● **Exercise details**
Pictures aside, repeat the whole listing word for word.

● **Dataset records**

────────────────────────────────────────

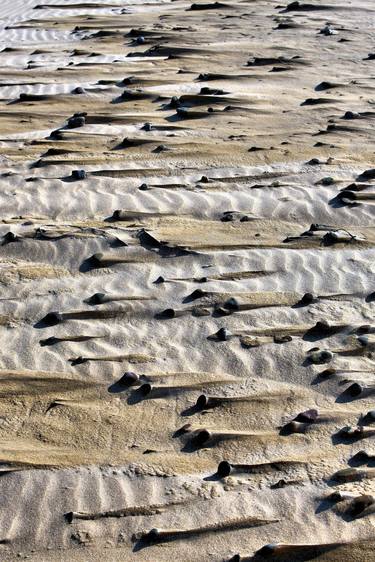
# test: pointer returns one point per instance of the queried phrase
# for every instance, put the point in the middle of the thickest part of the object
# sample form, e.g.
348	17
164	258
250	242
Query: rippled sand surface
187	277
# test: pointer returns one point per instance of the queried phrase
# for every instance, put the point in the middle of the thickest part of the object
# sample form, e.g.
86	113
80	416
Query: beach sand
187	208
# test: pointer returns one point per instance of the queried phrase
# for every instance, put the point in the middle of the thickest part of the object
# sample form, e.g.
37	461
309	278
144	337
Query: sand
228	158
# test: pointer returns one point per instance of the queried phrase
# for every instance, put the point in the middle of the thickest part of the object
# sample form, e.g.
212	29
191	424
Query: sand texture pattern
187	242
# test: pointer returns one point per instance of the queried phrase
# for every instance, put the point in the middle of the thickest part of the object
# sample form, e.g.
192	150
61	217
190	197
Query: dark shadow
346	397
212	478
338	203
197	294
360	459
49	341
191	411
118	387
51	319
89	264
340	438
320	331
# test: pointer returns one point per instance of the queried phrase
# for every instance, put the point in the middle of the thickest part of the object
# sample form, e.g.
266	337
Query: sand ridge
186	264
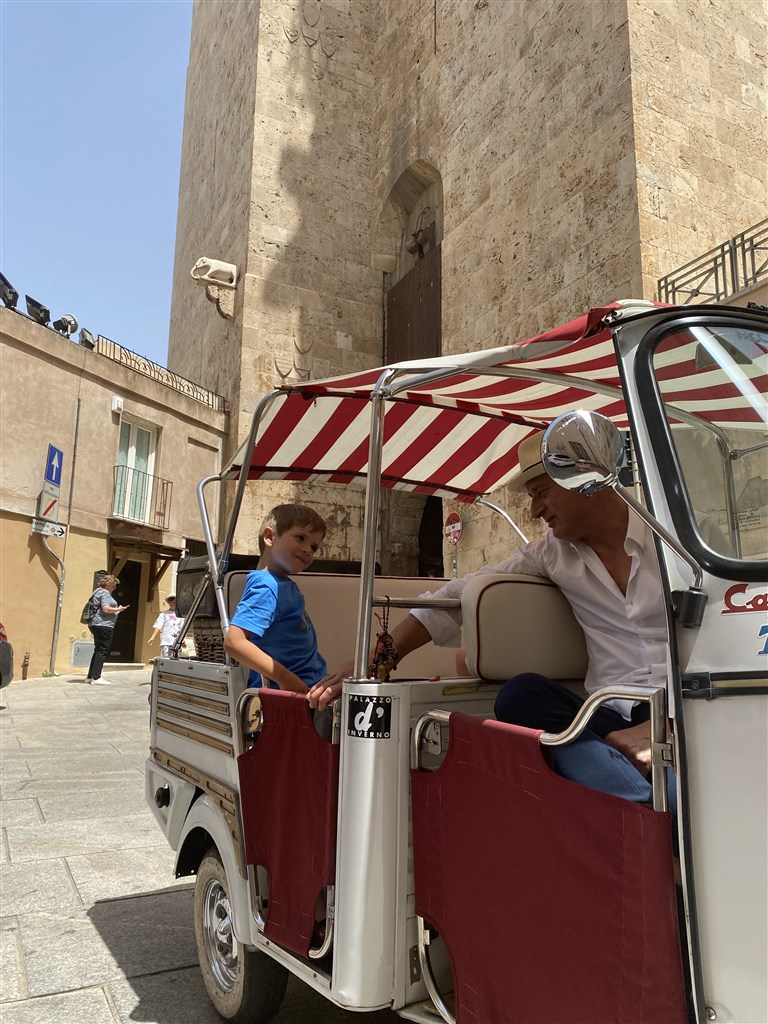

────────────────────────────────────────

● **Answer to the problem**
# test: pointer returns one point per instance of the queried phrase
# for every instance, put the point in the middle of the thickest part of the object
# sample form, e.g.
348	17
164	258
250	242
Query: rippled sand surface
187	277
# test: pointer returns one point per instance of the queried phrase
# for every instance, put the point in the middle of the thickest part of the object
# sample form, e.g.
86	113
80	416
Query: beach sand
187	208
# test: pointer returns one point per instance of the queried phrase
# for every instance, put the point in the middle of the thickest part of the object
# sample form, e.g.
37	461
309	278
144	337
Query: sand
228	158
# test: pointer returns one point per instance of the queried phrase
# for every instance, put the point in the middle of the thickest part of the object
# sample form, e.g.
212	29
191	424
Query: sand texture pattern
187	242
# test: pointer returns one point per instance of the queried phrase
# for every instance, put the point in the middle of the thickest part of the object
# sample form, e.g.
192	150
61	217
190	197
Query: dark shadow
346	397
212	478
338	203
197	294
360	459
49	341
191	411
118	387
51	319
89	264
340	438
320	331
# test: pointer returns one point per instance of the queried phrase
# for every instance, put the point in the middle of the thickest part of the object
# sample form, e.g.
266	337
Query: sand ridge
186	264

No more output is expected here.